RECORDS SHOWN>
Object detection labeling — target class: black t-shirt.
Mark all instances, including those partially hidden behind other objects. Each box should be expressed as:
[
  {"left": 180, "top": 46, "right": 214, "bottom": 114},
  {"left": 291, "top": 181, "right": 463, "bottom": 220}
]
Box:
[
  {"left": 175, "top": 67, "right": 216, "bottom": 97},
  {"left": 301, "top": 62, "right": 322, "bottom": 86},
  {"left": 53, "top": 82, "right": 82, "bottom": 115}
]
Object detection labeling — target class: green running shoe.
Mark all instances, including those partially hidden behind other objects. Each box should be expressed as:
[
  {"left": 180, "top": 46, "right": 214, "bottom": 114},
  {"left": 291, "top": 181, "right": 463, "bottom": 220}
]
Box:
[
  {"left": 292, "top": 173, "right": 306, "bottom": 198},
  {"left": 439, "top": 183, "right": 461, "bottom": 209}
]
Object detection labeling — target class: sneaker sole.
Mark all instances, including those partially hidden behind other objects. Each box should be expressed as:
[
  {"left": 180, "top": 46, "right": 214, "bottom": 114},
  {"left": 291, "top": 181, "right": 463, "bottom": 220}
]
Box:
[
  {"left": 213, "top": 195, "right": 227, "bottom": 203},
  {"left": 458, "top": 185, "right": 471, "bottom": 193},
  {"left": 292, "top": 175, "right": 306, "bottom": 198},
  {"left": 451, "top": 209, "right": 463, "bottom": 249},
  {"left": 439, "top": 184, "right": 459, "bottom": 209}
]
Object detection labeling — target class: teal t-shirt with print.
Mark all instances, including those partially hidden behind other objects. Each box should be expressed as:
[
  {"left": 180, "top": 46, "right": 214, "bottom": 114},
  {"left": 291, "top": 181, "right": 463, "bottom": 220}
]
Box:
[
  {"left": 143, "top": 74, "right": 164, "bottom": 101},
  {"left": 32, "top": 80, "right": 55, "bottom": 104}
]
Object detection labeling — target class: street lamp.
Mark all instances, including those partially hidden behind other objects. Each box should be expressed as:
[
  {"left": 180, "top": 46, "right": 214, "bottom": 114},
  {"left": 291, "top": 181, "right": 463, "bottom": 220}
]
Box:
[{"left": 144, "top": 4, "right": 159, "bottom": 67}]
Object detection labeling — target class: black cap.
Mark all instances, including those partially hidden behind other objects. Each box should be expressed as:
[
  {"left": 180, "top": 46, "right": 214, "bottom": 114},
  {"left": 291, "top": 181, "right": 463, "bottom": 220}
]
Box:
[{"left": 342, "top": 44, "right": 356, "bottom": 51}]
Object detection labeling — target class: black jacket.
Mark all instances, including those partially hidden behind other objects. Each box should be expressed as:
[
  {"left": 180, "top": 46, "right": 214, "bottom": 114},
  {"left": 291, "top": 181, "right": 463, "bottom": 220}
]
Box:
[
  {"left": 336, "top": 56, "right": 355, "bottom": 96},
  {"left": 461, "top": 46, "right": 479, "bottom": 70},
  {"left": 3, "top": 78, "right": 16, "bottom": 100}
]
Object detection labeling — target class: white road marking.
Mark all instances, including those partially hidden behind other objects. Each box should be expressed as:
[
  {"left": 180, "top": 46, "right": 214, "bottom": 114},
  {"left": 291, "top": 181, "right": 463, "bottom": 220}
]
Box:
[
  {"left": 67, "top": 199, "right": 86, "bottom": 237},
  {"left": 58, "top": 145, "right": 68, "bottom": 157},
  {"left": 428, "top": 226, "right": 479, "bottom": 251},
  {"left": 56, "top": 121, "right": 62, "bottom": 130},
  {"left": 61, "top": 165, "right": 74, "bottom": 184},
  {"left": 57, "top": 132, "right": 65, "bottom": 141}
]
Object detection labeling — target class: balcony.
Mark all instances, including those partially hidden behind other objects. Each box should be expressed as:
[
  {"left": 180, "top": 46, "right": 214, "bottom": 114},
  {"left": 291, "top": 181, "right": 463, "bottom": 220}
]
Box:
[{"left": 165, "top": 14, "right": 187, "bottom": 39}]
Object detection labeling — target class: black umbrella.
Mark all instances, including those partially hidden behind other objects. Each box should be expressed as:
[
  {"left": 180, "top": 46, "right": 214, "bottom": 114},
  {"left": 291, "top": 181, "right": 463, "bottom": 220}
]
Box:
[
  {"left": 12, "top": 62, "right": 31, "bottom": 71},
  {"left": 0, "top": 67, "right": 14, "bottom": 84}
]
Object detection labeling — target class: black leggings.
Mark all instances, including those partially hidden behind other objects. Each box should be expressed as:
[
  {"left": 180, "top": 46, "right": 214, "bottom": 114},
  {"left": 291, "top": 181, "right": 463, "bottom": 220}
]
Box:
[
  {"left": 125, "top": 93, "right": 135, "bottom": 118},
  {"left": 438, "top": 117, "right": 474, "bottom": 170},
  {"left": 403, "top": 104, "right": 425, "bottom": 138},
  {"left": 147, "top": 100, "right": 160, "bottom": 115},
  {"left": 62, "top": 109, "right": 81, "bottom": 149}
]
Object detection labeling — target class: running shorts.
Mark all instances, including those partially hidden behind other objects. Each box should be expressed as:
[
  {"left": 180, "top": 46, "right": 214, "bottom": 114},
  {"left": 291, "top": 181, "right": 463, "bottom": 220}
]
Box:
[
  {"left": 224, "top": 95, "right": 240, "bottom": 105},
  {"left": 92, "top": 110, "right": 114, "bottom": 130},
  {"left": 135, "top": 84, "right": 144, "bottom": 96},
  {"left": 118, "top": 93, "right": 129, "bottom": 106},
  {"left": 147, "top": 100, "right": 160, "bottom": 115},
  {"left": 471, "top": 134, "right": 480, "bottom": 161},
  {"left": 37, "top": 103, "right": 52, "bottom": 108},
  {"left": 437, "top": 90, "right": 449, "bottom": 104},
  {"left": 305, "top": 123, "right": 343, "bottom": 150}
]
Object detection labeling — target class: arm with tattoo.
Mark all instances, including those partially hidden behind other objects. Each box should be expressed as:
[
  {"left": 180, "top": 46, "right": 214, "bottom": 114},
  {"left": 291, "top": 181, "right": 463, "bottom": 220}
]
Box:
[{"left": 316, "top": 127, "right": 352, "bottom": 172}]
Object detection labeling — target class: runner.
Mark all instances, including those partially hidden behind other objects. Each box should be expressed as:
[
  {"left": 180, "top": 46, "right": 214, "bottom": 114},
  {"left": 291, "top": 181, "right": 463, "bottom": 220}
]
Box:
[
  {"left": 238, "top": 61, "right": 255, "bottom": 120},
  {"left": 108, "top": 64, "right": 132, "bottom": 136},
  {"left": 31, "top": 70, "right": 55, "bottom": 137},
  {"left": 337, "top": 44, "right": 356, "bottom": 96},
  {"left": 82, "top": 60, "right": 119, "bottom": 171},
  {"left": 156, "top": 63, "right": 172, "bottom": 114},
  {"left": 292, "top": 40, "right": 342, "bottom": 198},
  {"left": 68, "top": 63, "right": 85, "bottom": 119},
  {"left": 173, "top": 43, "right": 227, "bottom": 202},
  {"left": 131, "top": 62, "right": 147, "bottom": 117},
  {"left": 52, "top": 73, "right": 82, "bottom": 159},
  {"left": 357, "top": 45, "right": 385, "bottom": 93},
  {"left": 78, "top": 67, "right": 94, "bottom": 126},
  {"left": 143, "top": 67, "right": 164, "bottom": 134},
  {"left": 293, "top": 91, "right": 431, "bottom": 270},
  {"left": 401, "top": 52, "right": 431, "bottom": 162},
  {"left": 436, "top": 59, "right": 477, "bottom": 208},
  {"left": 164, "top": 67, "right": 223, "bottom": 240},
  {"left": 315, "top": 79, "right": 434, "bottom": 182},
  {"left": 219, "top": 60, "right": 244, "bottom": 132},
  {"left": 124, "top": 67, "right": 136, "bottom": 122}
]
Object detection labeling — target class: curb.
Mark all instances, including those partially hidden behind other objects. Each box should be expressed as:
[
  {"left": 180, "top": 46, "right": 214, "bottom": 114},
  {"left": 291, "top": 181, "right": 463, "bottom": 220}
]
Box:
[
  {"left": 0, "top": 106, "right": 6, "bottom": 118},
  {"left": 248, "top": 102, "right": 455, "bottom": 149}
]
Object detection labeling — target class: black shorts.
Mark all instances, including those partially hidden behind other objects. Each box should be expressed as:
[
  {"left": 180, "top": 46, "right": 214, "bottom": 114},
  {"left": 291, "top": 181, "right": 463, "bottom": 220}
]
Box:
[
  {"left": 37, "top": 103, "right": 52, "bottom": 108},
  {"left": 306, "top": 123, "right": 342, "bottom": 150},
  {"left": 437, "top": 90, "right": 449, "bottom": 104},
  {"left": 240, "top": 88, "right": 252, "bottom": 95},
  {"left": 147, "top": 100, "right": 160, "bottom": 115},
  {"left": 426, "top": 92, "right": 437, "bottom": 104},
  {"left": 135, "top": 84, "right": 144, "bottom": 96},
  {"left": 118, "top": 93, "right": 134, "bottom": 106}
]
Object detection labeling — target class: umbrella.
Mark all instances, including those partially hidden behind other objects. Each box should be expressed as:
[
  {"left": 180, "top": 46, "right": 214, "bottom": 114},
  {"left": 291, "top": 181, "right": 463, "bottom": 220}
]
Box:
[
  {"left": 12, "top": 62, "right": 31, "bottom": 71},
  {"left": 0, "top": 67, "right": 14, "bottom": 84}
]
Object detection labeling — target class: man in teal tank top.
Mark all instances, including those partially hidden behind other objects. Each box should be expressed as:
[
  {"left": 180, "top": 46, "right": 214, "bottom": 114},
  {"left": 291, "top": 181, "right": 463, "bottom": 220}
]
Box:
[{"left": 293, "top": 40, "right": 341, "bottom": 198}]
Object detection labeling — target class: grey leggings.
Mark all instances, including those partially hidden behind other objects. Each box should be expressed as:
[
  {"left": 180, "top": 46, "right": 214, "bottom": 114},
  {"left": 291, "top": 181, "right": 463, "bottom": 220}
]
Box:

EXERCISE AIM> Write the number of lines in the listing above that contain the word "with". No other text should appear.

FINISHED TASK> 2